▸ Brief
Could you scale everything from the line containing "Please inspect the image and mark the man's ear" down to the line containing "[503,218,681,415]" in the data below, both ends included? Multiply each bounding-box coordinate in the answers by 1.1 and round to whole numbers (halves go up), keep every other line unchanged, and return only those lines.

▸ Given information
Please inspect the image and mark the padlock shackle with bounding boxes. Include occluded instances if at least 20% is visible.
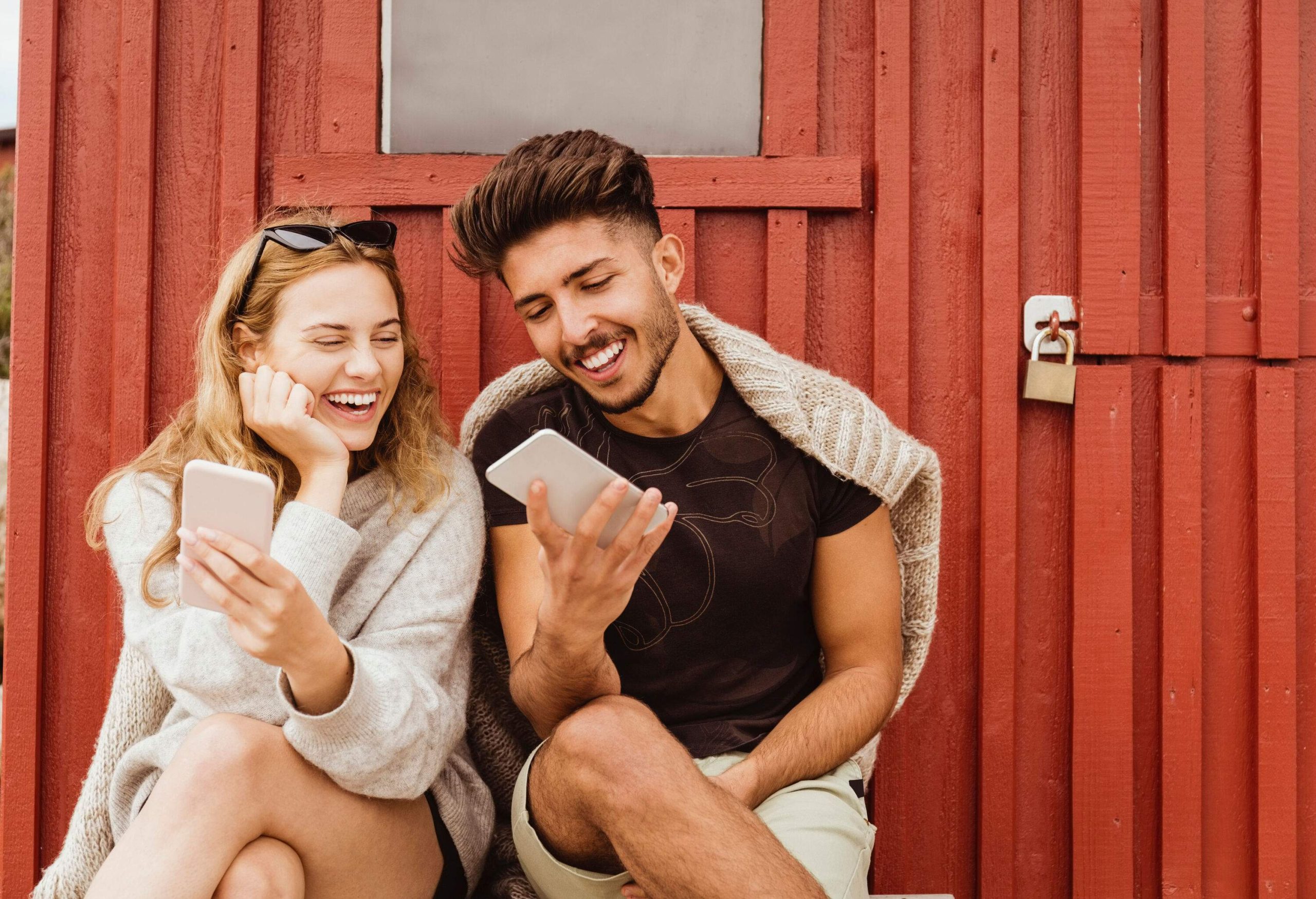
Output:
[1033,328,1074,364]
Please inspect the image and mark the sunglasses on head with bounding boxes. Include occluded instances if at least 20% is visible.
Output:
[234,218,397,316]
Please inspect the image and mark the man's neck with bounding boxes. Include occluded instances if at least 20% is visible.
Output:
[604,320,724,437]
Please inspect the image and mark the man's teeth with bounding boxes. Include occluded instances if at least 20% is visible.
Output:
[325,392,379,406]
[580,341,623,371]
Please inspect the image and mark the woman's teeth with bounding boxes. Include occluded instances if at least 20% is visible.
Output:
[325,392,379,406]
[580,340,625,371]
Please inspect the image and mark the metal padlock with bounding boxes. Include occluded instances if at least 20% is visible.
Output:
[1024,328,1078,406]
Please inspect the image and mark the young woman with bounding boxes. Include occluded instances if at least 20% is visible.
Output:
[87,211,494,899]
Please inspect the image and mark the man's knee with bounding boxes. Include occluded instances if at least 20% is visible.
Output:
[541,696,695,793]
[214,837,305,899]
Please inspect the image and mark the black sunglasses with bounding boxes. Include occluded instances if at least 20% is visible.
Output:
[233,218,397,316]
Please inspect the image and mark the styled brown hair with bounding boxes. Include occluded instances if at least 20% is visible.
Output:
[451,131,662,278]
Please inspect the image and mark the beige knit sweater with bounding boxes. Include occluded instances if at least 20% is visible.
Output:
[461,305,941,899]
[34,445,494,899]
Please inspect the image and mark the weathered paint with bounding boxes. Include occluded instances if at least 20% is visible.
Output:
[0,0,1316,899]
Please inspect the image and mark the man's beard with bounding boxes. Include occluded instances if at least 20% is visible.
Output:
[586,272,681,415]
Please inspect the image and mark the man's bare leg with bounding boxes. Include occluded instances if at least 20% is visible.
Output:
[528,696,825,899]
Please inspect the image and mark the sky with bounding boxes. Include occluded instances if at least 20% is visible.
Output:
[0,0,19,127]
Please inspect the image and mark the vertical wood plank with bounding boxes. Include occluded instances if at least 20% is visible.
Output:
[764,209,809,359]
[978,0,1020,899]
[872,0,911,428]
[319,0,380,153]
[1071,366,1133,899]
[0,0,59,899]
[1254,367,1297,899]
[105,0,159,694]
[438,208,480,433]
[1079,0,1142,355]
[1159,366,1201,899]
[319,0,383,223]
[658,209,699,303]
[761,0,818,157]
[220,0,262,258]
[1163,0,1207,355]
[1257,0,1299,359]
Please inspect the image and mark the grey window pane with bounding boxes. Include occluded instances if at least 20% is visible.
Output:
[383,0,763,155]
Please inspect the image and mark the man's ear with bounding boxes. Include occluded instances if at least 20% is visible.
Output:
[233,322,261,371]
[653,234,686,296]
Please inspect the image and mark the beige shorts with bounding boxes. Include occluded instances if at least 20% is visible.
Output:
[512,744,876,899]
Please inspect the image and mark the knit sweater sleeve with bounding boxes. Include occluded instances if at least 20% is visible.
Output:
[279,453,484,799]
[104,474,359,724]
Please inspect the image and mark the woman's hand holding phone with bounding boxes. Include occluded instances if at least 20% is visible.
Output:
[238,364,352,515]
[178,528,352,714]
[526,478,677,645]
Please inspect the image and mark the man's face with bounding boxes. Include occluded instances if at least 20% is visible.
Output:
[503,218,681,415]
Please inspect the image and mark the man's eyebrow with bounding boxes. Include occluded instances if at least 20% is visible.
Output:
[512,255,616,309]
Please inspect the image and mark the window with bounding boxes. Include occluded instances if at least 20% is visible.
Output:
[381,0,763,155]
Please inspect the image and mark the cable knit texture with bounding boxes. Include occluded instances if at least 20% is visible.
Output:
[33,445,494,899]
[461,304,941,899]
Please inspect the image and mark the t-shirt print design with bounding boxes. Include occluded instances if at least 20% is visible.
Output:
[531,404,776,652]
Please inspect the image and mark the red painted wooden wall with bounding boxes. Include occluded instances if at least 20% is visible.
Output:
[0,0,1316,899]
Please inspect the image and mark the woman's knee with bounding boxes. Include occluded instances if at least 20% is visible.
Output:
[214,837,306,899]
[169,713,294,791]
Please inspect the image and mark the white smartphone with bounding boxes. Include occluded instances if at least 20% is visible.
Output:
[179,460,273,612]
[484,428,667,546]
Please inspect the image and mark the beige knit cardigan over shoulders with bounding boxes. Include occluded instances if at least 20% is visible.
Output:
[459,304,941,899]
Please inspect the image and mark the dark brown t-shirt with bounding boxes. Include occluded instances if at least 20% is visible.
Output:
[474,376,882,758]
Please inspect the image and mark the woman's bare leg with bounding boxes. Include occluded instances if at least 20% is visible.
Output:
[214,837,306,899]
[87,714,447,899]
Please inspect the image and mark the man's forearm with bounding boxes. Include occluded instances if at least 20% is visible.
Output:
[742,666,900,804]
[509,628,621,737]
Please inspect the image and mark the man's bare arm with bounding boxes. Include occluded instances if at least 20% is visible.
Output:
[489,481,677,737]
[715,505,903,808]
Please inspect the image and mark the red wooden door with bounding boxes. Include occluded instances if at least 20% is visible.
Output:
[0,0,1316,899]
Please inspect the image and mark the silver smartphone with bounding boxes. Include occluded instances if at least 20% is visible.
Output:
[179,460,273,612]
[484,428,667,546]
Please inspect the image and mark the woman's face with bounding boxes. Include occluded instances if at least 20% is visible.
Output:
[244,262,403,450]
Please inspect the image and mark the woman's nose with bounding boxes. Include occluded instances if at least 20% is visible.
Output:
[346,346,381,380]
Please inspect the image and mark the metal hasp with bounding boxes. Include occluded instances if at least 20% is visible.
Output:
[1024,293,1083,355]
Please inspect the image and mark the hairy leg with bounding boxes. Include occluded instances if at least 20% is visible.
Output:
[87,714,442,899]
[214,837,306,899]
[528,696,824,899]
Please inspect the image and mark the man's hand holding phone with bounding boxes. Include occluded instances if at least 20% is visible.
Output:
[526,478,677,649]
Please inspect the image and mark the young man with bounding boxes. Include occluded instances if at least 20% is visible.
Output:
[453,132,940,899]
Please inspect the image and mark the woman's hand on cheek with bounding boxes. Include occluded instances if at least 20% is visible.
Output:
[178,528,352,713]
[238,364,349,481]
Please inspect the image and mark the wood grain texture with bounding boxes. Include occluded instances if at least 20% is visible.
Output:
[1072,366,1133,899]
[761,0,818,157]
[317,0,381,153]
[220,0,262,254]
[978,0,1020,899]
[764,209,809,359]
[272,153,862,209]
[1163,0,1207,355]
[1158,366,1203,899]
[872,0,911,427]
[104,0,159,700]
[0,0,59,899]
[1078,0,1141,355]
[1257,0,1299,358]
[1254,367,1297,899]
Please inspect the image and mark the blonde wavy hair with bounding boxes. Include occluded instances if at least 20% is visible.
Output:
[84,209,453,607]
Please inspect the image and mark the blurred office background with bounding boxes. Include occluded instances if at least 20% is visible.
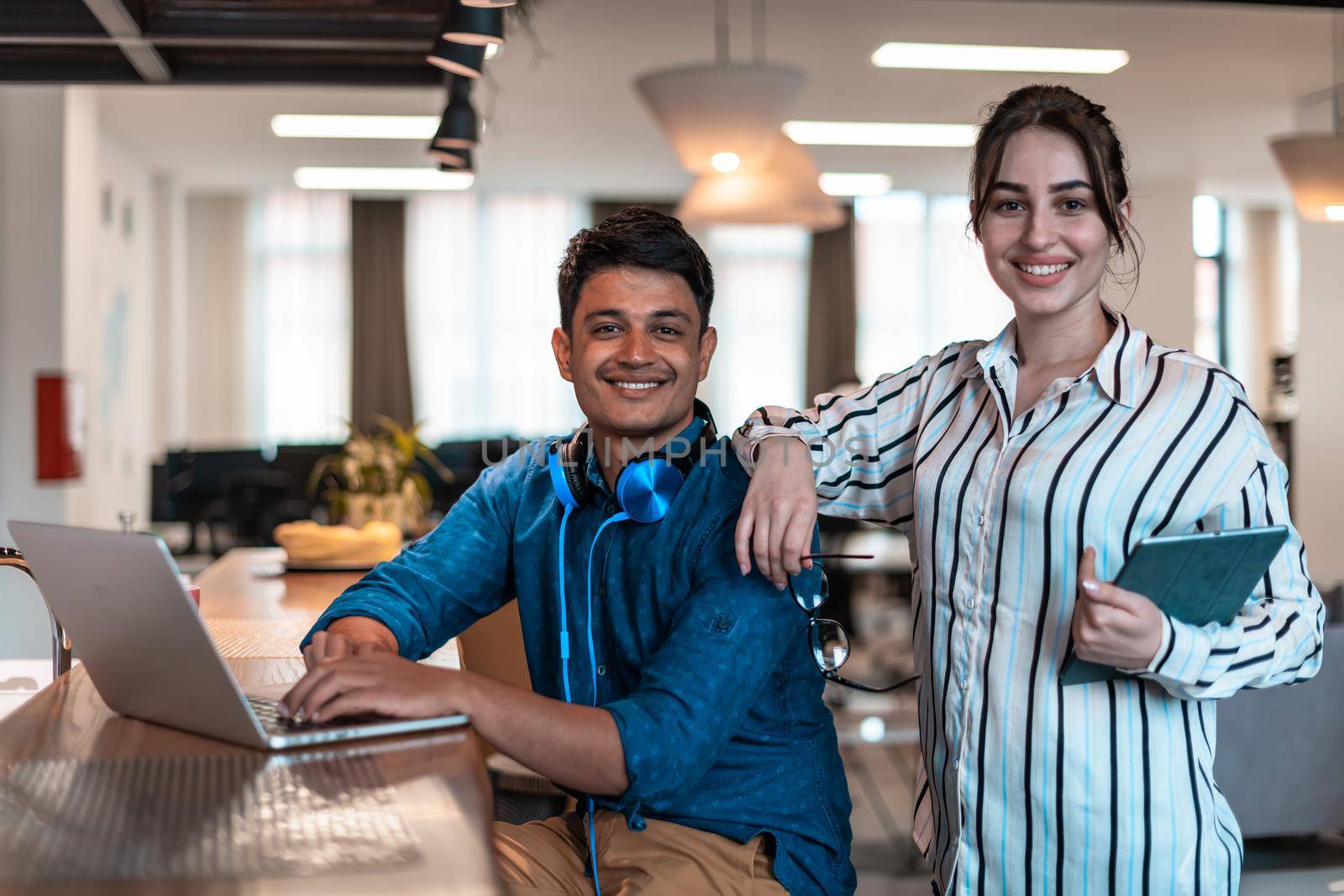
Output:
[0,0,1344,892]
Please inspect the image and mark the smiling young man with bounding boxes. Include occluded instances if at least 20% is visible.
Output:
[284,208,855,896]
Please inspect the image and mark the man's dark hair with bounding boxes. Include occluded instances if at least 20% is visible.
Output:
[556,206,714,333]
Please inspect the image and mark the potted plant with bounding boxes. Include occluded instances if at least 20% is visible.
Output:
[307,417,453,537]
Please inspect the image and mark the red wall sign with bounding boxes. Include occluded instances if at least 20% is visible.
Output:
[35,374,85,482]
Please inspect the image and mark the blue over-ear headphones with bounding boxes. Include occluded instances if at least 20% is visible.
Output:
[546,399,717,896]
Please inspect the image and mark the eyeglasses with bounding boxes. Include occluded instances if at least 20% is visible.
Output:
[788,553,919,693]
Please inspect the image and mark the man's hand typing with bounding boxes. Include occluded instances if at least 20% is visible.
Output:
[278,655,462,721]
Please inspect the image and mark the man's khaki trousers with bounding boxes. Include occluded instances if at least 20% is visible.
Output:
[495,809,785,896]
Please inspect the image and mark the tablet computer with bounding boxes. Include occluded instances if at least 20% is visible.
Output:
[1060,525,1288,685]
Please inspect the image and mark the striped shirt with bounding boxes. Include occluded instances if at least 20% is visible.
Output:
[734,313,1326,896]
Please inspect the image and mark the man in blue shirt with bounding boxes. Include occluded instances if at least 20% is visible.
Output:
[282,208,855,896]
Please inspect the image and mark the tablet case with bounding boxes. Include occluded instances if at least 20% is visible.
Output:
[1060,525,1288,685]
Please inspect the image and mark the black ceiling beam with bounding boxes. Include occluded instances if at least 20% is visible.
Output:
[85,0,172,83]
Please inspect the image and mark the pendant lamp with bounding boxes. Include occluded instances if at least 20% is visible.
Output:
[1268,12,1344,223]
[430,76,480,149]
[444,0,504,47]
[1270,130,1344,222]
[634,63,805,175]
[425,35,486,78]
[676,133,844,233]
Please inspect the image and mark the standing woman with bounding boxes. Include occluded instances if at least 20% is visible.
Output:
[734,85,1324,896]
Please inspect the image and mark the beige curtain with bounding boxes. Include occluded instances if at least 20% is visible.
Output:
[806,207,858,403]
[349,199,412,430]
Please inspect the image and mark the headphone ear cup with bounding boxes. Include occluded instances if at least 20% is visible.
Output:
[560,430,593,506]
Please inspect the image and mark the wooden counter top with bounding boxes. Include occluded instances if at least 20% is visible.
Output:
[0,548,499,896]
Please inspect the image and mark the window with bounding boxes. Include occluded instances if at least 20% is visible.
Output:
[406,193,586,445]
[247,190,351,445]
[855,192,1013,383]
[1192,196,1230,365]
[701,224,811,432]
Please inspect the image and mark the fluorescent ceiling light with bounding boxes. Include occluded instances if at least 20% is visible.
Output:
[710,152,742,175]
[784,121,976,146]
[817,170,891,196]
[294,166,475,192]
[270,116,438,139]
[872,42,1129,76]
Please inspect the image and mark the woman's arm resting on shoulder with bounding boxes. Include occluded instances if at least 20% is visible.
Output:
[732,343,963,589]
[734,435,817,589]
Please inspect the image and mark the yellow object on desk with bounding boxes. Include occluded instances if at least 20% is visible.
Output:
[273,520,402,565]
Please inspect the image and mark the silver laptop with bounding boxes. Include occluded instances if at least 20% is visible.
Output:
[9,521,468,750]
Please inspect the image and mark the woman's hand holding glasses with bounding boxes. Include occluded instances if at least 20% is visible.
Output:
[786,553,919,693]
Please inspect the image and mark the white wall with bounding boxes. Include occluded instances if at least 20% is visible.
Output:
[0,86,164,657]
[0,87,66,537]
[1290,222,1344,587]
[1111,179,1194,349]
[65,87,157,528]
[0,87,66,657]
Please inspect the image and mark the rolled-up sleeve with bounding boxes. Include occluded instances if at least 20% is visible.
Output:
[603,508,806,813]
[300,448,529,659]
[732,343,970,527]
[1140,401,1326,699]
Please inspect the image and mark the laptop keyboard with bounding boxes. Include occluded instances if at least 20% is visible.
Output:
[244,693,390,735]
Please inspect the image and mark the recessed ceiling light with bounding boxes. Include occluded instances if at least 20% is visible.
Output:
[294,166,475,192]
[784,121,976,146]
[872,40,1129,76]
[817,170,891,196]
[270,116,438,139]
[710,152,742,175]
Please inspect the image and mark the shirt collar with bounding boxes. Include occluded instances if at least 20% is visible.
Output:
[963,305,1147,407]
[587,417,704,493]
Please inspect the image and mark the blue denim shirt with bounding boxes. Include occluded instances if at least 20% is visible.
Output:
[304,422,855,893]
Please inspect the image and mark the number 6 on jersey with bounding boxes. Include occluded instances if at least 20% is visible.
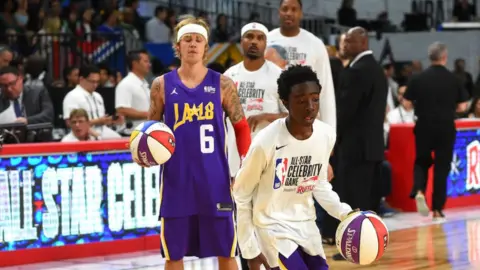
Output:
[200,124,215,154]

▸ Written solution
Please inspect the image and mark the man's ear with bounding boxes. Include occluded instances if at least 20% is visible.
Output:
[256,354,287,408]
[718,257,755,326]
Please inspect the image and mark the beige shorts with bounding boxes. Include occluded instances if at least 20% is visible.
Output:
[563,818,964,989]
Please inspect the image and mark the knit sweater sleeve with bounding boxes. Include occluded instances if at least 20% is visible.
Output:
[307,498,532,879]
[114,521,395,796]
Please inspect the image and mark the woman's hand holding phone with bounding boxes. Include occluded instances if at least 20% is visible.
Output:
[262,400,387,567]
[196,581,387,785]
[579,526,745,710]
Please inspect the image and mark the man's face with bounding boxes. Include occluded instances if at least 20% is visible.
Output:
[553,240,749,457]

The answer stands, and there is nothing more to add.